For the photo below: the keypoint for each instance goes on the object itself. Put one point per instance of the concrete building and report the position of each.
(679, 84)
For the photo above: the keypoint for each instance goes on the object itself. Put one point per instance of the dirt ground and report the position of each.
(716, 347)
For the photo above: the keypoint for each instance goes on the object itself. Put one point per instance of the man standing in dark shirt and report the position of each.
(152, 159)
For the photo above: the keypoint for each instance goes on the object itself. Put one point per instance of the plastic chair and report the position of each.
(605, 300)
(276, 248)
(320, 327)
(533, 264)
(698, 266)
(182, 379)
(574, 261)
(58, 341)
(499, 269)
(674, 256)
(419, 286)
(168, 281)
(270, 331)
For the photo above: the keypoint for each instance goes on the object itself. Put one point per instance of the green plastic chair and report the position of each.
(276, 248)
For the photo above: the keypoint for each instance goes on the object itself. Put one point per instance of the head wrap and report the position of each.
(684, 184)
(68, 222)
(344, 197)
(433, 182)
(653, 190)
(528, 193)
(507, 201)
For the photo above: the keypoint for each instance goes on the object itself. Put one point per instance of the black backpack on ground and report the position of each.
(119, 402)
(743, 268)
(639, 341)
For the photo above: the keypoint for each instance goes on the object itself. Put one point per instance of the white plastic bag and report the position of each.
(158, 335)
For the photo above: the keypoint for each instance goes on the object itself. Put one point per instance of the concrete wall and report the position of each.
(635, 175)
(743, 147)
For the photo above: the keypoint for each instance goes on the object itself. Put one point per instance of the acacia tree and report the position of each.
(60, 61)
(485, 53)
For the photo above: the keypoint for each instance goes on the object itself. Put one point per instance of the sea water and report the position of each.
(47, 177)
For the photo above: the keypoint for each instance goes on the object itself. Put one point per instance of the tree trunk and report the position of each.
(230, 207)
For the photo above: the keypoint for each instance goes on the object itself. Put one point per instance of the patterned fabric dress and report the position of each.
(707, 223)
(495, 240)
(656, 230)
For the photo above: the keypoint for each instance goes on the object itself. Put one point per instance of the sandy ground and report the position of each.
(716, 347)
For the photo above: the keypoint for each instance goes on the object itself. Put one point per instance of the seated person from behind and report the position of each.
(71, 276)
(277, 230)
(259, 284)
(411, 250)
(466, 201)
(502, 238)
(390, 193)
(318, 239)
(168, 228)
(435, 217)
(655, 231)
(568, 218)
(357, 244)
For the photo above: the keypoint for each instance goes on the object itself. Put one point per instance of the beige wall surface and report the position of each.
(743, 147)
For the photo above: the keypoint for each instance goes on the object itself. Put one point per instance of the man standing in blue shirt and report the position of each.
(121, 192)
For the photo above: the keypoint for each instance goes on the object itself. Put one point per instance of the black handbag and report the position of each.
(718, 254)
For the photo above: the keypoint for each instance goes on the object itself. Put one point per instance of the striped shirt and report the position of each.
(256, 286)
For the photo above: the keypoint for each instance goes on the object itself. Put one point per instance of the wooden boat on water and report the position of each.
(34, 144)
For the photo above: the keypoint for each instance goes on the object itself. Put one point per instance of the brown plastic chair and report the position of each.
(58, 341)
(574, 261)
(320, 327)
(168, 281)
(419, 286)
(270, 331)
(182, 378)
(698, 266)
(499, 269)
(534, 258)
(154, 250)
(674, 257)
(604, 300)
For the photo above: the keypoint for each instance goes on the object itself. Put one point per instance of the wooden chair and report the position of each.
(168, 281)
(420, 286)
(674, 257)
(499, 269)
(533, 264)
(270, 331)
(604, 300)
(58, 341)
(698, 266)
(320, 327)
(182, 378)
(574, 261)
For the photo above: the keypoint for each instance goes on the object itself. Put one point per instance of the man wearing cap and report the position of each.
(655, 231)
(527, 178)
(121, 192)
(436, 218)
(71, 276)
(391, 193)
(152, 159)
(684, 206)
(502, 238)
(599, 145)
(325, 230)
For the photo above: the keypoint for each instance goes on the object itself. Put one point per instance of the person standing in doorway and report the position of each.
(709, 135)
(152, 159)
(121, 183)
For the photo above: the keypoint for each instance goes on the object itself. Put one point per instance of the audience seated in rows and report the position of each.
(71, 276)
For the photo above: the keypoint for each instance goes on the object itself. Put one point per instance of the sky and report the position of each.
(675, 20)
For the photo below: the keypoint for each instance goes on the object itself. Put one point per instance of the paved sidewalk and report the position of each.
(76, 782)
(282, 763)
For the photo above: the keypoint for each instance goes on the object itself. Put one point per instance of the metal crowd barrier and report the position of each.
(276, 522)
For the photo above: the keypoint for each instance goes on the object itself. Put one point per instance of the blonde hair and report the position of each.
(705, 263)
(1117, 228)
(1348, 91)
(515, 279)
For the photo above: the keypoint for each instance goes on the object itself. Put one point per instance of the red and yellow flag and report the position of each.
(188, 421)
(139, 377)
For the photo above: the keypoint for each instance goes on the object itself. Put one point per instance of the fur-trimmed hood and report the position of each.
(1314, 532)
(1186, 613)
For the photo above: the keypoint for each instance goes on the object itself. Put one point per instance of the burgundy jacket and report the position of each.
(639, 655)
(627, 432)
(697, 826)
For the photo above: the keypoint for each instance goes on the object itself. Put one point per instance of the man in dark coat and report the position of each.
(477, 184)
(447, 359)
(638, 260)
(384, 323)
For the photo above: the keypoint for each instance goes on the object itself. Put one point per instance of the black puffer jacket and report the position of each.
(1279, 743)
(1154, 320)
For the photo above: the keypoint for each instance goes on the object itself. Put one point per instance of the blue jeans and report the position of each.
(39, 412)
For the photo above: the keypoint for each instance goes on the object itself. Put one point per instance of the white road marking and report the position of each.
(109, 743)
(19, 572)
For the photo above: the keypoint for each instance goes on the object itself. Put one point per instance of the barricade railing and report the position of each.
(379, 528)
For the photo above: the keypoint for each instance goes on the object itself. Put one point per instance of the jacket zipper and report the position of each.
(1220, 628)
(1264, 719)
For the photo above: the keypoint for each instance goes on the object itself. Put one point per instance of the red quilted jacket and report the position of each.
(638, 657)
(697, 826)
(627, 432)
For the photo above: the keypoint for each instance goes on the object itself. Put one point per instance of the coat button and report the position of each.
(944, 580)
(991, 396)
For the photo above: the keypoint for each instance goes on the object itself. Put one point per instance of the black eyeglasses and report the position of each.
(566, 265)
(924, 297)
⁂
## TASK
Output the entries above word for word.

## EXERCISE ANSWER
For the photo below: the keypoint for each instance goes on the object itself. Put one point per instance of the concrete building and report the position of each.
(679, 84)
For the photo above: the keypoint for each instance goes on the object itself. Put one point per instance of the dirt ground and report the position of each.
(716, 347)
For the photo above: the keypoint for each instance goes on the object itself. Put one point per instance of the man standing in dark shirt and report the position of each.
(152, 159)
For the photo above: the keypoint for each instance goes on the object itself. Put one point per instance of the plastic chair and report the position of each.
(605, 300)
(276, 248)
(320, 327)
(533, 264)
(698, 266)
(182, 379)
(574, 261)
(58, 341)
(499, 269)
(674, 256)
(419, 286)
(168, 281)
(270, 331)
For the photo above: the keypoint for each instance goes on the object itself. Put one point per instance of the green plastic chair and report the position of each.
(276, 248)
For the photo above: the keypoint for each instance goes on the object itself. Put one point per instance of the head wrap and report the position of each.
(684, 184)
(68, 222)
(344, 197)
(433, 182)
(653, 190)
(528, 193)
(507, 201)
For the photo above: the keypoint for each instance goes on the object itself. Put one point per instance of the black backpack on ground and report the position of each.
(119, 402)
(743, 268)
(639, 341)
For the photo above: the keypoint for each instance goes on the object itself. Put one point per instance of the white plastic bag and report the position of each.
(158, 335)
For the photo above: the keypoint for each instance goes on the object itself. Put one point per instance of the concrete wall and report the position of each.
(635, 175)
(743, 147)
For the photo above: the keypoint for each instance goes on the object itself. Put one point per instance of the acacia tree and report the position of each.
(60, 61)
(485, 53)
For the photo above: the keypoint for each instance goes on the object itself. Put one point per instance of the sea water and report the position of each.
(47, 177)
For the photo above: the keypoint for each instance goes on the object itself. Put one point per instance of the tree trunk and report the position of each.
(230, 207)
For the photo above: the keypoint for each instance goes on the object itself. Put one point per instance of the patterned fabric dress and report the position of each.
(707, 223)
(495, 240)
(656, 230)
For the photo above: the keypoint for each instance goes on the object itself. Put one point per instance of the sandy ground and report the position of each.
(716, 347)
For the photo above: the keypoint for each instance goes on the object itself. Put one point per instance of the seated person from behind and report the position of each.
(71, 276)
(277, 230)
(259, 284)
(411, 250)
(466, 201)
(502, 238)
(390, 193)
(318, 239)
(168, 228)
(435, 217)
(655, 231)
(568, 218)
(357, 244)
For the photo above: the keypoint for each instance goes on the object itself. Put one point per instance of the beige wall surface and report the position of each.
(743, 147)
For the photo above: the keypoint for each instance goes on the object itself. Put one point per instance of the man standing in blue shirt and report the position of each.
(121, 192)
For the photo above: the keypoint for each instance goes on the object itself. Put one point per instance of the black handbag and report the position of each.
(718, 254)
For the photo above: the keypoint for each instance goes on the object itself. Put one point per instance of the striped shirt and report the position of each.
(256, 286)
For the photo above: the keypoint for each instance goes on the object itself. Put one point per instance of the wooden boat on water and report the position of each.
(34, 144)
For the photo above: the keypoint for each instance goes on the object itself. Put one point per instance of the brown plastic chair and report the position of each.
(58, 341)
(574, 261)
(320, 327)
(168, 281)
(419, 286)
(270, 331)
(182, 378)
(698, 266)
(499, 269)
(534, 258)
(154, 250)
(674, 257)
(604, 300)
For the photo above: the keypoint for each instance goes on the object itself. Put one point per instance of the wooden chair and report the position of each.
(168, 281)
(420, 286)
(674, 257)
(499, 269)
(533, 264)
(270, 331)
(604, 300)
(58, 341)
(698, 266)
(320, 327)
(182, 378)
(574, 261)
For the photo above: the keypoint for each instance goes on the object itself. Put one point per instance of the man wearing cap and report the position of each.
(655, 231)
(527, 178)
(121, 192)
(436, 218)
(71, 276)
(391, 193)
(152, 159)
(684, 206)
(502, 238)
(599, 145)
(325, 230)
For the photo above: the keypoint for each instance goes on the object itself. Put one point per instance of the person standing in doorway and report the position of each.
(709, 135)
(152, 159)
(121, 183)
For the photo above: the keypoint for each instance goes on the object itself. Put one point per instance of the audience seated in rows and report the position of each.
(71, 276)
For the photo above: the keypoint for each instance goes on the object itself. Put one point per instance of the sky and report the position of each.
(675, 20)
For the photo below: the keypoint for each instance goes on the object itself. Put one point per instance of the paved sidewalk and report the position of each.
(76, 782)
(282, 763)
For the photo above: the keypoint for each instance goes on the object itself. Put one point per instance of the metal crowd barrier and report the position of each.
(276, 522)
For the photo above: the keypoint for each instance goes on the object itself. Put one point per instance of the blonde hair and report the position of each.
(705, 263)
(1117, 228)
(1348, 91)
(515, 279)
For the photo above: the keypoint for each instance goes on the object itself. Put one point per instance of the red and yellow flag and report the position of each.
(188, 421)
(139, 377)
For the photo above: the keypoint for each instance goes on the object itself. Put one point per instance of the fur-trimmed hood and report the position of each.
(1314, 532)
(1186, 613)
For the photo above: the keypoint for each instance goes on the object itself. Put one point per instance of the burgundy jacket and report the position of each.
(639, 655)
(627, 432)
(697, 826)
For the photo above: the keypoint for each instance goes on the object itself. Put one point per instance of the man in dark coat and report the position of each.
(477, 184)
(447, 359)
(638, 260)
(384, 323)
For the photo above: the keypoint for each instance goes on the object itself. Put one point per instance of the black puffer jacket and report the position of each.
(1279, 743)
(1154, 320)
For the photo above: the keypoint for each instance goes on the object itself. Put one point per instance of the blue jeans and report the position of each.
(39, 412)
For the photo above: the keypoint for each instance goes on the object itself. Put one point per instance of the white road marking and report the position of each.
(109, 743)
(19, 572)
For the photo above: the keypoint for each instance goes on the object itself. Put one point per instance of the barricade railing and report the position of each.
(379, 528)
For the photo above: the keypoint for each instance goes on the object itself. Put one point per instance of the jacket zipper and report the position of each.
(1220, 628)
(1264, 719)
For the photo above: the keypoint for each instance goes on the object itself. Put one point per instance of the red quilted jacket and report the position of each.
(638, 657)
(697, 826)
(627, 432)
For the photo above: the keypoint for each instance goes on the object itself. Put one point per instance of the coat button and report the position of each.
(944, 580)
(991, 396)
For the photo above: the keypoint for each instance goes on the object itself. Put one point per instance of the black eyeglasses and report the position of each.
(566, 265)
(924, 297)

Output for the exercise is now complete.